== Source text ==

Less than three per cent of Australians over 16 have been fully vaccinated against coronavirus but health chiefs are tipping numbers will soar in coming weeks.
The sluggish national rollout of jabs continues to spark concern with Melbourne in the grips of another lockdown-inducing outbreak.
While the immunisation program is ramping up, just 613,000 people, or about 2.9 per cent of the nation's adults, have received both doses.
Chief Nursing Officer Alison McMillan is confident that figure will grow significantly with many people nearing the 12-week gap between AstraZeneca shots.
Case numbers have remained relatively low in Victoria but an emergence of the Delta and Kappa strains prevalent in India are causing authorities concern.
Professor McMillan declared vaccination would be the only way to counter emerging variants.
"There are multiple strains and we will continue to see COVID adapt and mutate - that's what these viruses do," she told Sky News on Tuesday.
"We're likely to see other strains emerging. The sooner we can get the world vaccinated, the less likely it is that it can mutate.
"It mutates and finds it easier to do when there's a significant population infected at any one time."
More than five million doses have been administered nationwide including more than one million over the past 10 days.
With the federal government under sustained pressure over the rollout's pace, more categories of Australians have been added to the eligibility list.

== Questions ==
A. Condense the paragraph of the vaccine rollout article that begins "While the immunisation program is ramping up" into a single shorter sentence that keeps its main facts.
B. Reproduce verbatim the part of the vaccine rollout article starting at "The sluggish national" and ending at "causing authorities concern.".

== Data supplied ==
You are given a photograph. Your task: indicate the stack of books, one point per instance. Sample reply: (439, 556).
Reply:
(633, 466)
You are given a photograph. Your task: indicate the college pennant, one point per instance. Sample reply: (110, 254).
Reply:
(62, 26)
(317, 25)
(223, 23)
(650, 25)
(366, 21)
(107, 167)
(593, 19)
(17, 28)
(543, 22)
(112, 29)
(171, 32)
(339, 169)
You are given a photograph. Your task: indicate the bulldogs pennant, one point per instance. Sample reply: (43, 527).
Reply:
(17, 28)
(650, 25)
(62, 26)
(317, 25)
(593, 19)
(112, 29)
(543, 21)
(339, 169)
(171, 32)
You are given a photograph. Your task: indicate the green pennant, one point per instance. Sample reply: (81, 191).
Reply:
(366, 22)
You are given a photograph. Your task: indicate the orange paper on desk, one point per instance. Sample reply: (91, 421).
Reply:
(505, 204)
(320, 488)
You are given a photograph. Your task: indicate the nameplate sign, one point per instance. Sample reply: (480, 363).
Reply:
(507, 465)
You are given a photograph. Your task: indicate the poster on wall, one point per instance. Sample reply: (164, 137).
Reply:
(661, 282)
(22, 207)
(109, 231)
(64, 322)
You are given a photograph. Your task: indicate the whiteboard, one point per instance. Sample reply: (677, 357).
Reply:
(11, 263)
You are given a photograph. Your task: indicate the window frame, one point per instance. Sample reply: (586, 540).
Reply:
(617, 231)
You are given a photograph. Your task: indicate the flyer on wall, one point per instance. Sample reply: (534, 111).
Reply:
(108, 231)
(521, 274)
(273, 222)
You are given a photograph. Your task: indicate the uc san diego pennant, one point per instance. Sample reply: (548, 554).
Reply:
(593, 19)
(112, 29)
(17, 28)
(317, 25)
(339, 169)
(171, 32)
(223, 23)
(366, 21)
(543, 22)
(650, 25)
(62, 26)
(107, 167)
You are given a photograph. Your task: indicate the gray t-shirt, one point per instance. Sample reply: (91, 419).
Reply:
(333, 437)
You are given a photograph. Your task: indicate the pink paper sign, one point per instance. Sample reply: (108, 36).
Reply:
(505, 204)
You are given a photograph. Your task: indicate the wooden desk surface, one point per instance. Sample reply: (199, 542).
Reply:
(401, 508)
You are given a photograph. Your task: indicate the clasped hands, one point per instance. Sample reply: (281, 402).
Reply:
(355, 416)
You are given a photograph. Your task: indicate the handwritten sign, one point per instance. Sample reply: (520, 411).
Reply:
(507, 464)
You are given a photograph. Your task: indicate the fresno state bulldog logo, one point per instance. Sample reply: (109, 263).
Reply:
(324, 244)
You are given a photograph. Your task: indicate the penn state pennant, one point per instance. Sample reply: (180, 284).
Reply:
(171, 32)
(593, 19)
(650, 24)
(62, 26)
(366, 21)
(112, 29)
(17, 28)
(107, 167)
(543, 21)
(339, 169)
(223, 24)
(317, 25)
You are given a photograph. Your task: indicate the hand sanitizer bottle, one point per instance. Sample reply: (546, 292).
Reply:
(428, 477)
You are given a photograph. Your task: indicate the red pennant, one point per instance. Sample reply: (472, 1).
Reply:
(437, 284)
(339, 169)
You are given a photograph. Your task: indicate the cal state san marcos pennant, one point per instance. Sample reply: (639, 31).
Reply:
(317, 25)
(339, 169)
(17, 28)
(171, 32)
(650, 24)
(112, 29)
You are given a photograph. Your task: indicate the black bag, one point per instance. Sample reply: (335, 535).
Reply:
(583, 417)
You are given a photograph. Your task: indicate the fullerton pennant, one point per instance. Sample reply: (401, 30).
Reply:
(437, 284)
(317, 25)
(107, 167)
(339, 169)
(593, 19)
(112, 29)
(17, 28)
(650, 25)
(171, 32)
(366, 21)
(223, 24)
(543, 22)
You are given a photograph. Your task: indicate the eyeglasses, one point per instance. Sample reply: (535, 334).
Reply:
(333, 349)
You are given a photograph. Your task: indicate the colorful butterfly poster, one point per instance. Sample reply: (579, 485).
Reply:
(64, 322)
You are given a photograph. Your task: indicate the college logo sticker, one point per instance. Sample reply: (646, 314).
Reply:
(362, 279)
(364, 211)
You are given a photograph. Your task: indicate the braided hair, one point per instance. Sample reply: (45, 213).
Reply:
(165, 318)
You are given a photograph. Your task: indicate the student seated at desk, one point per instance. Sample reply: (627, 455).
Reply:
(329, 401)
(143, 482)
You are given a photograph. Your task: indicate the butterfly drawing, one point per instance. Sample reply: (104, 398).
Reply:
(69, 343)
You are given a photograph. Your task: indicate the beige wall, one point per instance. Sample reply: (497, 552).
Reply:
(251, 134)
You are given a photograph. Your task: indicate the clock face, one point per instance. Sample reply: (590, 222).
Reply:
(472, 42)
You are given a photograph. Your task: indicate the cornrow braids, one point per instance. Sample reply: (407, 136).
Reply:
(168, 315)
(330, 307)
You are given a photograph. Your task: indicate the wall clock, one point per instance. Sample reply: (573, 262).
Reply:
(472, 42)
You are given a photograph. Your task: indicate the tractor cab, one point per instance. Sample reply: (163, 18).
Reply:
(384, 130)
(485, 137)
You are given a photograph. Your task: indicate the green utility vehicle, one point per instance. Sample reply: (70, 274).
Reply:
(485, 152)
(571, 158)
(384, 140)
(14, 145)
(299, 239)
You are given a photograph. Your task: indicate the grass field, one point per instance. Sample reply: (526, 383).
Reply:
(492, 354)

== Answers per task ==
A. Although the program is picking up pace, only 613,000 people, about 2.9 percent of the nation's adults, have had both doses.

B.
The sluggish national rollout of jabs continues to spark concern with Melbourne in the grips of another lockdown-inducing outbreak.
While the immunisation program is ramping up, just 613,000 people, or about 2.9 per cent of the nation's adults, have received both doses.
Chief Nursing Officer Alison McMillan is confident that figure will grow significantly with many people nearing the 12-week gap between AstraZeneca shots.
Case numbers have remained relatively low in Victoria but an emergence of the Delta and Kappa strains prevalent in India are causing authorities concern.